### RECORD LIST:

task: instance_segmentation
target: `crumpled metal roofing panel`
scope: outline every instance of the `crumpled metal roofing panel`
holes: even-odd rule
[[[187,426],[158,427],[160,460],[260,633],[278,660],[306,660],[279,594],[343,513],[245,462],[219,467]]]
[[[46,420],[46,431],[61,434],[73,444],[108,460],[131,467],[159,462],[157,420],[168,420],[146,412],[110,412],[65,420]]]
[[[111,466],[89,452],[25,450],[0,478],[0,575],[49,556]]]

### WHAT IS ASKED:
Reproduce all of the rows above, including the request lines, and shift every polygon vertex coordinate in the answers by adding 139 to each value.

### THE SOLUTION:
task: instance_segmentation
target: `crumpled metal roofing panel`
scope: outline every instance of the `crumpled metal roofing panel`
holes: even-odd rule
[[[326,565],[297,566],[299,599],[399,772],[417,799],[445,799],[418,733],[482,652],[384,601],[358,606]]]
[[[185,559],[185,570],[200,573],[212,583],[247,599],[270,606],[298,601],[296,559],[307,559],[285,551],[249,551],[204,559]]]
[[[250,605],[228,591],[164,589],[139,617],[139,714],[188,695]]]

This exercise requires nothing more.